* _Reading passage_:

Cheapest shipping was $144!!! :angry:


----------



## argon (23/8/11)

As a drip tray i use one of the plastic shelves from the door of the fridge sitting on the ground under the taps. I've been tempted to buy a couple of brackets for it to sit on... but way too lazy/cheap. very easy to clean out, just a quick wipe with a warm washer and a spray with starsan. I'll probably keep it like that for the moment. 

End plan is to scrap the upright fridge kegerator and install a NickB style setup but with the taps within the wall cavity with a blackboard menu over the top, hiding the taps when not in use. Only money is keeping me away from that one at the moment.


----------



## egolds77 (23/8/11)

Knocked this up to include a glass rinser/chiller, really pleased how it turned out. i run the rinser off the soda line/keg.


----------



## egolds77 (23/8/11)

The collection container with indication float to indicate when it's full and needs emptying.


----------



## Amber Fluid (23/8/11)

D!CKO said:


> DAMN! That looks pretty good mate!
> 
> Had a look at the BarSupplies link from hsb.
> http://barsupplies.com/stainless-steel-drip-tray-p-349.html
> ...



You can get the same tray from HERE for $50.39 delivered ($17.79 + $32.60 p&h). Do a search on drip tray and you will see it


----------



## ratchie (23/8/11)

I use one of these QJ7012 as a drip tray with a tupperware container in it to catch drips,I just slide the container from tap to tap.Empty and wash the container when finished.


----------



## Dicko72 (25/8/11)

Thanks guys for all the info!
All I need to do now is pick one!  

I'm leaning towards the drip tray at http://www.barproducts.com/
Will probably attach the brackets with liquid nails and sit the tray on top.

Although gonna need 2 of 'em... :chug:


----------

* _Items_:

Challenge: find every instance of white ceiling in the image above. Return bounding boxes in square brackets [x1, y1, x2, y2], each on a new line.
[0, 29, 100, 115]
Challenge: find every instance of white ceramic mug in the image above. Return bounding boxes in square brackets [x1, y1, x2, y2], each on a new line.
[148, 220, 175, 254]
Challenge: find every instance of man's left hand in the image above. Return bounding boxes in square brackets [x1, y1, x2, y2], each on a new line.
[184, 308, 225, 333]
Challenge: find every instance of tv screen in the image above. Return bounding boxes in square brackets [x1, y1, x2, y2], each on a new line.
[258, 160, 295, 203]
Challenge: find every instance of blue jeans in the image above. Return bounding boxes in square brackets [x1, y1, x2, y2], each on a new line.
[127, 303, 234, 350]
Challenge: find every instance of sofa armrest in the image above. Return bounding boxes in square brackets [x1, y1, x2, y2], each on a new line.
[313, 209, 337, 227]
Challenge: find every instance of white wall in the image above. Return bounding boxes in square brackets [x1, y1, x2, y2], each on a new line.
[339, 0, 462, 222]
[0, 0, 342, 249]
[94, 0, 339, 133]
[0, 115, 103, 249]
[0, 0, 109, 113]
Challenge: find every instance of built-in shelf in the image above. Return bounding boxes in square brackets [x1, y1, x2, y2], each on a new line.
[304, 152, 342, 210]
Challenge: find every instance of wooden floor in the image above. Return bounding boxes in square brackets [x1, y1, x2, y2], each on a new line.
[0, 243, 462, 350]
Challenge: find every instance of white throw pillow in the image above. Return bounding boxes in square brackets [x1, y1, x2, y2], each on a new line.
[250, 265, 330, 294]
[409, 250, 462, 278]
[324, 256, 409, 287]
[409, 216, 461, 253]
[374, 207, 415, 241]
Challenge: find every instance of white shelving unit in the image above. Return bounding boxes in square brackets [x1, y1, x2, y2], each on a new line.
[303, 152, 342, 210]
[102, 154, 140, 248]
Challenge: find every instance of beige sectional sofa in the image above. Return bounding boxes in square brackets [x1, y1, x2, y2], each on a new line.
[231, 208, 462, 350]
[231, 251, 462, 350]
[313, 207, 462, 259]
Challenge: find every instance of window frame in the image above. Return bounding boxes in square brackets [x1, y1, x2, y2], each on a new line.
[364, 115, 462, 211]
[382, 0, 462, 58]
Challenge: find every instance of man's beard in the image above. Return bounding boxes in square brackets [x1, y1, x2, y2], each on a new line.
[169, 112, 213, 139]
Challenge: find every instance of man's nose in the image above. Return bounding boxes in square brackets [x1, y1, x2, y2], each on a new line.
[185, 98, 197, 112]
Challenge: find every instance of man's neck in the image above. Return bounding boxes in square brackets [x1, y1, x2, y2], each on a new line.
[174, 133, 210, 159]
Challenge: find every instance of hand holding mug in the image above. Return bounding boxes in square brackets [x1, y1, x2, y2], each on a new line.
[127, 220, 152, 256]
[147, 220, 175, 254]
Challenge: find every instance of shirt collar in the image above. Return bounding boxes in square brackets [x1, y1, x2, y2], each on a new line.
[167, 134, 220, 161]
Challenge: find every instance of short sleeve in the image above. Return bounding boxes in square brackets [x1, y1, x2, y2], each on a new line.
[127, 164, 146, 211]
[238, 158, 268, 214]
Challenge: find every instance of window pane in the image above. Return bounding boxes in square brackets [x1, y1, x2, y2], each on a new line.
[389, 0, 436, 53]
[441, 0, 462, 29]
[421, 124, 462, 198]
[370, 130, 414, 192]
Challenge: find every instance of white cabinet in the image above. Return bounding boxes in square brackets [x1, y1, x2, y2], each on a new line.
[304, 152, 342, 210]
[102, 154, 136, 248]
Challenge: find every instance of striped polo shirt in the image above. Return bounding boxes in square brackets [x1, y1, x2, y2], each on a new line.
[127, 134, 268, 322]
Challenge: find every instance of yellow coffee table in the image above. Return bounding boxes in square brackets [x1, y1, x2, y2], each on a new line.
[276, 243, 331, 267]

* _What to do_:
• a. In the drip-tray forum thread, what does argon use as a drip tray?
• b. Quote the drip-tray forum thread from "I use one of these" up to and including "all the info!".

* _Answers below_:
• a. One of the plastic shelves from the fridge door, sitting on the ground under the taps.

• b.
I use one of these QJ7012 as a drip tray with a tupperware container in it to catch drips,I just slide the container from tap to tap.Empty and wash the container when finished.


----------



## Dicko72 (25/8/11)

Thanks guys for all the info!